DIRECTIONS:
When you reach the records below, repeat each one exactly as written.

EXERCISE MATERIALS:
-=-=-=-=-

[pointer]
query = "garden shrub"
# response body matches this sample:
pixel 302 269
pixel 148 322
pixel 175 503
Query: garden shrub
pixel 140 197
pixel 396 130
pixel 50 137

-=-=-=-=-

ANSWER FOR THIS EXERCISE:
[pointer]
query = "garden shrub"
# response body matches this sample:
pixel 302 269
pixel 148 322
pixel 175 503
Query: garden shrub
pixel 140 197
pixel 396 130
pixel 50 137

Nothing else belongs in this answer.